* **Set problem**
Lay out the part of the entries that begins with the line containing "Exercise. Mark the suspension" and runs through the end of the entries as a two-column CSV with the columns instruction and points, one row per entry. Put each field in quotes, turn line breaks into spaces, and leave the pictures out.

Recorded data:
Begin

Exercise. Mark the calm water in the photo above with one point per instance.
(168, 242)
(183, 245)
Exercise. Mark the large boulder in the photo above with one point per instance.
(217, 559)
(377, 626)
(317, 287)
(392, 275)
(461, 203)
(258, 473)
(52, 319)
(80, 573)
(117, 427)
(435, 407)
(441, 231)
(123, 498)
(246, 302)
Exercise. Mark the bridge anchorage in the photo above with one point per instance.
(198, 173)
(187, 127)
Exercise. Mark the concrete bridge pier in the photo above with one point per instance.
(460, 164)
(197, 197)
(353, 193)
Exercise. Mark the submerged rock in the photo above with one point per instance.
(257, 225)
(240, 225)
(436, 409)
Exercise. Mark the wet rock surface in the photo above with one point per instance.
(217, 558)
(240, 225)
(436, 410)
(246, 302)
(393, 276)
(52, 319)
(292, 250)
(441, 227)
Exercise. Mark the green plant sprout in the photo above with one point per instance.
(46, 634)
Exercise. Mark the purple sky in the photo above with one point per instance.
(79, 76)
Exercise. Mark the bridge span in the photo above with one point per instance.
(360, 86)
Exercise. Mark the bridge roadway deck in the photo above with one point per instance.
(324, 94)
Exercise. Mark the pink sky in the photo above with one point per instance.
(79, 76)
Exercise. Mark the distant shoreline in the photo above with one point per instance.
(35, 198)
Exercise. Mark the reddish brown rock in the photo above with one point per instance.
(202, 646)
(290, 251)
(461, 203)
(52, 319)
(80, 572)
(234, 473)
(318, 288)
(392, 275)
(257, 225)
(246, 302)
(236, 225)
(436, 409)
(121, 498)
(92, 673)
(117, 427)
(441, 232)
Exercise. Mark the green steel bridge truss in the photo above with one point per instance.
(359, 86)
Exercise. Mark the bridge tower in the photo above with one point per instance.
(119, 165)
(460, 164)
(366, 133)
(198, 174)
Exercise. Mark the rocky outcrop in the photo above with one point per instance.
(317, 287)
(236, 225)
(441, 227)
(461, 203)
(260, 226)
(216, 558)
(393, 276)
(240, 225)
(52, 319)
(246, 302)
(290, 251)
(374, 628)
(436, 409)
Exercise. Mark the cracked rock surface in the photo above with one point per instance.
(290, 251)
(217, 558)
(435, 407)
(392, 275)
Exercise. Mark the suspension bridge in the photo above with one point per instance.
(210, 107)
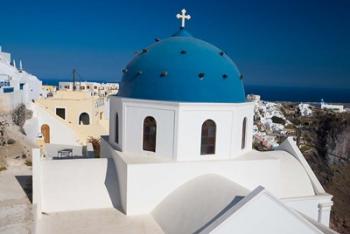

End

* **Written answer**
instruction,points
"Exercise. Mark the suspension bridge in the photo above with one point per instance.","(210, 107)"